PROVIDED RECORDS:
..............................

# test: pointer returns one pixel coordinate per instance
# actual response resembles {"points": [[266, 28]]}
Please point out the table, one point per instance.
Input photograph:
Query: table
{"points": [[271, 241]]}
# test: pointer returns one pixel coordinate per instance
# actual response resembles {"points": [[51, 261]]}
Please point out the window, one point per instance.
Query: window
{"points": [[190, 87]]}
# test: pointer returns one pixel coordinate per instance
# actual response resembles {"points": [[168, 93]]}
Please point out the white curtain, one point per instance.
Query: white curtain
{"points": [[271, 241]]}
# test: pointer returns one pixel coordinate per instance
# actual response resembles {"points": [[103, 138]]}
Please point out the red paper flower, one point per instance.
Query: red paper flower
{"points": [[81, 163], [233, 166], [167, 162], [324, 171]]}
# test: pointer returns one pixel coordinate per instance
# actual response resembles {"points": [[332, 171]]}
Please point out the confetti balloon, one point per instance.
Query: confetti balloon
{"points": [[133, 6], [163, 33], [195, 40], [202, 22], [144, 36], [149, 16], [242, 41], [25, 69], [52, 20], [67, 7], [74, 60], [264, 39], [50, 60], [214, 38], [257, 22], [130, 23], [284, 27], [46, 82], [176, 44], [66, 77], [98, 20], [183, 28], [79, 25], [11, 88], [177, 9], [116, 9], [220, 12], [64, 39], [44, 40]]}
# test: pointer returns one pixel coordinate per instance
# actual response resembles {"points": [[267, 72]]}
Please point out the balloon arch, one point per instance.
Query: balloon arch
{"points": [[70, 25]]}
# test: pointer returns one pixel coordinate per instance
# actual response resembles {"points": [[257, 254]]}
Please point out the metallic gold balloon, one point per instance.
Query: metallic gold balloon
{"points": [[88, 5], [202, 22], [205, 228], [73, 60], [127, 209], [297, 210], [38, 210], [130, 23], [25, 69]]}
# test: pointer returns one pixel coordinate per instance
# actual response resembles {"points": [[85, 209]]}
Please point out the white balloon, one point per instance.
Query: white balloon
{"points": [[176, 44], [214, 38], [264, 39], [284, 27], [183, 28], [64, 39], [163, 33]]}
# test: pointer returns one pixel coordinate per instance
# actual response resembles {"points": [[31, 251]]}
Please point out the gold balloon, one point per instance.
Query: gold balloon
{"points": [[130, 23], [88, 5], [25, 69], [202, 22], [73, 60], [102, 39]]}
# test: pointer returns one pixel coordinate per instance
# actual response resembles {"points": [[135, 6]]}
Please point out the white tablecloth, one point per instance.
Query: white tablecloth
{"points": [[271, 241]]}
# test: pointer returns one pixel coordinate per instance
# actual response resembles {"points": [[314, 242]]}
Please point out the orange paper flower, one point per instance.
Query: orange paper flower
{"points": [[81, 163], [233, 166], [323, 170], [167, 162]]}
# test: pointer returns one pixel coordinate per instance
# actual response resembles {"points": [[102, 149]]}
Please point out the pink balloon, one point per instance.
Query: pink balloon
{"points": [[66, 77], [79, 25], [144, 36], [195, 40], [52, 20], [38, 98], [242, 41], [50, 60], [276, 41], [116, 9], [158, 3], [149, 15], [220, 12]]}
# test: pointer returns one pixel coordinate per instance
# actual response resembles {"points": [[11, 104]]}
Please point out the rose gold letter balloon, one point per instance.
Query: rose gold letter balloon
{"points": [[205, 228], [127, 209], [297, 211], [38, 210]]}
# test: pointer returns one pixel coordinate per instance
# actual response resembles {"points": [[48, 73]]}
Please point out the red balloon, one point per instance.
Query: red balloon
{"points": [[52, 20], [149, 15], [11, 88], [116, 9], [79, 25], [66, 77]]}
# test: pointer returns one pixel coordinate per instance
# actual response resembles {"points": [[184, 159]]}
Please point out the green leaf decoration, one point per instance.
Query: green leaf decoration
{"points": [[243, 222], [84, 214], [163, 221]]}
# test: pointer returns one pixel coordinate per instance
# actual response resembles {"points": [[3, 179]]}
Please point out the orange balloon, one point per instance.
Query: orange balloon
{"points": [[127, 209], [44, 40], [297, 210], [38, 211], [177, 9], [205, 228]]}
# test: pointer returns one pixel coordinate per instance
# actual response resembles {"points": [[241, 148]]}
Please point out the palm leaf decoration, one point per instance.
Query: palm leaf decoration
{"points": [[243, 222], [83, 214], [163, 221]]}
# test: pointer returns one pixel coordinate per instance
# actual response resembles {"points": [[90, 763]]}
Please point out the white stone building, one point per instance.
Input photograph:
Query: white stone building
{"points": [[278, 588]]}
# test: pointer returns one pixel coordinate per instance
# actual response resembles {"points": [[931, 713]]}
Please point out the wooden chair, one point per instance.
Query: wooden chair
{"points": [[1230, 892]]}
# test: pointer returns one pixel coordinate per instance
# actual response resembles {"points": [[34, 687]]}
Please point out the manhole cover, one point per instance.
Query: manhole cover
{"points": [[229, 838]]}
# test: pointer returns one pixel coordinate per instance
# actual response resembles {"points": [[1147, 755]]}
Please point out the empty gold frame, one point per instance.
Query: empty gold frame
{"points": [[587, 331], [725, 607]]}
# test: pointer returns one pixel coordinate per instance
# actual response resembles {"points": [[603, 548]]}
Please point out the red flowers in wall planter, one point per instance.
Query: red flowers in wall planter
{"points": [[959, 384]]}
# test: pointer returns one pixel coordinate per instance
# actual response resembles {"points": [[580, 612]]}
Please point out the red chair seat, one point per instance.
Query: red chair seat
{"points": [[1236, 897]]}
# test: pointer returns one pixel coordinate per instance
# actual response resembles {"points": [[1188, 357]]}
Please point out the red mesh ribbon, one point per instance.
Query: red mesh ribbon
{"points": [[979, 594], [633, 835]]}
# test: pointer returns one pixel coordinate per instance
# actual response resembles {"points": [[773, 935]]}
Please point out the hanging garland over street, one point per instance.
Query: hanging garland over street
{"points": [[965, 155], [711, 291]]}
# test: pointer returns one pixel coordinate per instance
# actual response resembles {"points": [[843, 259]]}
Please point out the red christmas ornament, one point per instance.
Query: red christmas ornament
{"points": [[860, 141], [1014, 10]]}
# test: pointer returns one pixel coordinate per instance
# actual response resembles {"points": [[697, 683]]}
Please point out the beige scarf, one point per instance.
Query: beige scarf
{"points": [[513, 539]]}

..............................

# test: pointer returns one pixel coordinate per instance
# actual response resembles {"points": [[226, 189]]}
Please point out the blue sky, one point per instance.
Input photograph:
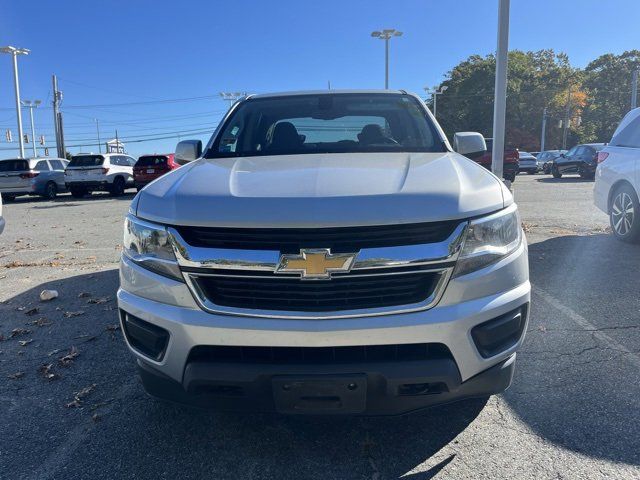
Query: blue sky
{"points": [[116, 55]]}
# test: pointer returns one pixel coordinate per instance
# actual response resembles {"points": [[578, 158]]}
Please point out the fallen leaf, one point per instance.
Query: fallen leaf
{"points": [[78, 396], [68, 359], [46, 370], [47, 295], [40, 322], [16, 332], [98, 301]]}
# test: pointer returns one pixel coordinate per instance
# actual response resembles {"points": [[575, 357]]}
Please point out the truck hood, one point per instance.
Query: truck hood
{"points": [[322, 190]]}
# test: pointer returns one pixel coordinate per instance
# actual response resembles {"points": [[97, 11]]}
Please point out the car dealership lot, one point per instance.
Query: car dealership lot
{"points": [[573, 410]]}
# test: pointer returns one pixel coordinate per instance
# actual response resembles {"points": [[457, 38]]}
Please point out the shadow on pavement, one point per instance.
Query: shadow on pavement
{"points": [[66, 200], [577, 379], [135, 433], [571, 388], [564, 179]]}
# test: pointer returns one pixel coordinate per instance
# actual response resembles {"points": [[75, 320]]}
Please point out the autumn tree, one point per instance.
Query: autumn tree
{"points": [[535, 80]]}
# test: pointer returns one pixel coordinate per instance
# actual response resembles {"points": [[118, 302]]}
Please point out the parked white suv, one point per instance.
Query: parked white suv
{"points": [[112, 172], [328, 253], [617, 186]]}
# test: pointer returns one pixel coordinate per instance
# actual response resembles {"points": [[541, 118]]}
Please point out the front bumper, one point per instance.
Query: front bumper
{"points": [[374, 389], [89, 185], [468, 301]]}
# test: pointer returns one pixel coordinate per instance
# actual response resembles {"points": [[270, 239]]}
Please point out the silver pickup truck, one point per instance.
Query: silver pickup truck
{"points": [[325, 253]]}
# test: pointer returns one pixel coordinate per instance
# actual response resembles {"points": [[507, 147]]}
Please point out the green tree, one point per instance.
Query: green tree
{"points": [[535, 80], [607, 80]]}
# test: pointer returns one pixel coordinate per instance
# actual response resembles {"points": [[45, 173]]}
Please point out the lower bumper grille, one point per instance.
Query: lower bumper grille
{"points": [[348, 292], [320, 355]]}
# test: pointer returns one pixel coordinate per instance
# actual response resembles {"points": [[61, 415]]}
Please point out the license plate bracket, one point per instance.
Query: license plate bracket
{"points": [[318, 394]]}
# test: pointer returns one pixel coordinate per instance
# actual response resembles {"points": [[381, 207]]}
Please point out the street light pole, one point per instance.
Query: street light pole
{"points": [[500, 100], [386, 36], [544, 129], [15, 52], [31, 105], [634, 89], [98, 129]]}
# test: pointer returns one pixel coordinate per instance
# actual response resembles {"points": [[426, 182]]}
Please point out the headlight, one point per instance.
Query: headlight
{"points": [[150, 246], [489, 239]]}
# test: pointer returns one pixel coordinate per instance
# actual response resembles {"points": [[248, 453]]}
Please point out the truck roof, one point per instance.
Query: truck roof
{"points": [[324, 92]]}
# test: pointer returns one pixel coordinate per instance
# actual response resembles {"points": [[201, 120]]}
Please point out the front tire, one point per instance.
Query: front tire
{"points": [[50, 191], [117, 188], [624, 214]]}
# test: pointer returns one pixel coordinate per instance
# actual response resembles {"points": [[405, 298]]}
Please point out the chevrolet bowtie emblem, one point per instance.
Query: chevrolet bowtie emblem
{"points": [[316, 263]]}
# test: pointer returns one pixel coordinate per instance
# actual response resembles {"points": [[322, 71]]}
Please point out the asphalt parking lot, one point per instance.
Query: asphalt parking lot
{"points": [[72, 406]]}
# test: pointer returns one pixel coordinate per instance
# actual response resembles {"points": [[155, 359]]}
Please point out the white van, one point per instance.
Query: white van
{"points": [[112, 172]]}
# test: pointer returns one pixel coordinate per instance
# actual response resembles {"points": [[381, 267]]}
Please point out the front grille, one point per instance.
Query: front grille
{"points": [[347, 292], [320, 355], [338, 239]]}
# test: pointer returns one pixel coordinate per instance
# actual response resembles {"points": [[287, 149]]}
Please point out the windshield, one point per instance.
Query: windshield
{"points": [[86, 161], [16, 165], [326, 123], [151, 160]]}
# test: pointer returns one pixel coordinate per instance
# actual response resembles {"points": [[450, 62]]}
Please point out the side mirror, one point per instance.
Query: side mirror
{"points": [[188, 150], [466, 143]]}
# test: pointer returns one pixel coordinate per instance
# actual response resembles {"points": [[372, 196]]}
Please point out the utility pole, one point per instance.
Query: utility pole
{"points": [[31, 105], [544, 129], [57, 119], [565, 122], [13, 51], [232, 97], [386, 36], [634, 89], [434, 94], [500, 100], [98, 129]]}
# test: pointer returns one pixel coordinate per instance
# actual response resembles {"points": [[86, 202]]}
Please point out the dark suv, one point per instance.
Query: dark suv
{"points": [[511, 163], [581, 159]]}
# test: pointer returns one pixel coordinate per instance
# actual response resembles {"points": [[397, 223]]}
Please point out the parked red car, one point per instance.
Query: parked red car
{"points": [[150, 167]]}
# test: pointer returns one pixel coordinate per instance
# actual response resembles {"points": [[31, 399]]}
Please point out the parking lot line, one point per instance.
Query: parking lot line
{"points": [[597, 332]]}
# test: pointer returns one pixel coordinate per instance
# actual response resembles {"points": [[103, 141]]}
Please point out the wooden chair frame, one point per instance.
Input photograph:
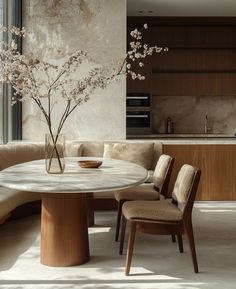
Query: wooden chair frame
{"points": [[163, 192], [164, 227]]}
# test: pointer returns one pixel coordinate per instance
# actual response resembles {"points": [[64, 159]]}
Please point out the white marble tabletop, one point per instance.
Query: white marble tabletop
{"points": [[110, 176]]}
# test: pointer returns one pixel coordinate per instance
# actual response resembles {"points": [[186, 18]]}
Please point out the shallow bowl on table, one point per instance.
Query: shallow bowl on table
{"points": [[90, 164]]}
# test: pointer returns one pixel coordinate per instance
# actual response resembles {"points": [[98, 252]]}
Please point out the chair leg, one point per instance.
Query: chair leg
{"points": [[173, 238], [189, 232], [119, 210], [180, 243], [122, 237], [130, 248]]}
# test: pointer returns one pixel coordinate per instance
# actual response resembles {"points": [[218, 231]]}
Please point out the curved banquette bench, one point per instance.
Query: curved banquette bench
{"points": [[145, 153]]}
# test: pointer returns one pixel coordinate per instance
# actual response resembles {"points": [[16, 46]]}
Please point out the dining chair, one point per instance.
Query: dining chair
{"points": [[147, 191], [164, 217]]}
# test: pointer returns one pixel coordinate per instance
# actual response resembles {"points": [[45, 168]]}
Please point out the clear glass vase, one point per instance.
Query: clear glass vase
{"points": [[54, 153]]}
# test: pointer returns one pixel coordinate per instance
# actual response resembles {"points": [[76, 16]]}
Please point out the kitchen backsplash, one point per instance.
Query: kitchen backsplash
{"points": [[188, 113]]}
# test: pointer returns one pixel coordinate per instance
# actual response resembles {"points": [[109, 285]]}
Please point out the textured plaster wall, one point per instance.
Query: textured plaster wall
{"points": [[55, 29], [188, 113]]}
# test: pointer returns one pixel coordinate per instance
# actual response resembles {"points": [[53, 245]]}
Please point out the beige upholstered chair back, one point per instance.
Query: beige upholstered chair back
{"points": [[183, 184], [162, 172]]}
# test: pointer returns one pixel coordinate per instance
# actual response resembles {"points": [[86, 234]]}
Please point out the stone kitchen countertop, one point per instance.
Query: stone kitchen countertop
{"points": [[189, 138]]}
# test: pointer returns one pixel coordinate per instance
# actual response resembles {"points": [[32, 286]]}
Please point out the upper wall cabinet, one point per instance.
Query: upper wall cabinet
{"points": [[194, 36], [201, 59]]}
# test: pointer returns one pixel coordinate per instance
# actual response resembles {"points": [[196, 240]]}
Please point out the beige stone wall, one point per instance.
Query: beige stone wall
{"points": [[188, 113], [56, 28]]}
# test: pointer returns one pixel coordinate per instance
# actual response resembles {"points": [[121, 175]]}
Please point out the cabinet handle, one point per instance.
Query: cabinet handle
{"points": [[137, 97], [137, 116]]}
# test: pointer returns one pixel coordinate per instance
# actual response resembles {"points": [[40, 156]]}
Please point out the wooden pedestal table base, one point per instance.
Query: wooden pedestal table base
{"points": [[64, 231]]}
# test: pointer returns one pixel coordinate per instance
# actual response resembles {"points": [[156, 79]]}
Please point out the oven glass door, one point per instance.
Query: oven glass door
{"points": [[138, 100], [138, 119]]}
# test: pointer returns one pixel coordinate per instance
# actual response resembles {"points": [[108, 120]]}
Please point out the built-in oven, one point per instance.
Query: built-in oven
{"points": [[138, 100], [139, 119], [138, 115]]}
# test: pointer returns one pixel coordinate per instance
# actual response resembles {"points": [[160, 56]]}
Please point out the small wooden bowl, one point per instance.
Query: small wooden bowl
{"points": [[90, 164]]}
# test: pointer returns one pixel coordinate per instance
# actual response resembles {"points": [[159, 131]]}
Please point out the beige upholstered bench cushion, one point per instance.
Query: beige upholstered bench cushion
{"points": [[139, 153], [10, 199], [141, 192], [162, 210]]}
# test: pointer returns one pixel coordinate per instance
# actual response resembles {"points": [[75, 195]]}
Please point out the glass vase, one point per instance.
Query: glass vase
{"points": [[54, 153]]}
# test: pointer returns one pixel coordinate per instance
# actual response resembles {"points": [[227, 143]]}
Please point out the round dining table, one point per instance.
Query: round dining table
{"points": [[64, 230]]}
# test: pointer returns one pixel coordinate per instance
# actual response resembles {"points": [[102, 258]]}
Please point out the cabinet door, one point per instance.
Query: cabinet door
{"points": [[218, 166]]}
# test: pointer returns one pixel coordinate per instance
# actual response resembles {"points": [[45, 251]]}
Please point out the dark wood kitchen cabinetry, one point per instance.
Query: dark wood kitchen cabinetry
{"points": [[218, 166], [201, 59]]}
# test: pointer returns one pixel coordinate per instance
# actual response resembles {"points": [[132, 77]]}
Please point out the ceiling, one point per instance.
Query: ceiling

..............................

TASK:
Please count the lines in the material above that contain the string "pavement", treating uppercase and lowercase as different, and give only the number.

RESULT BELOW:
2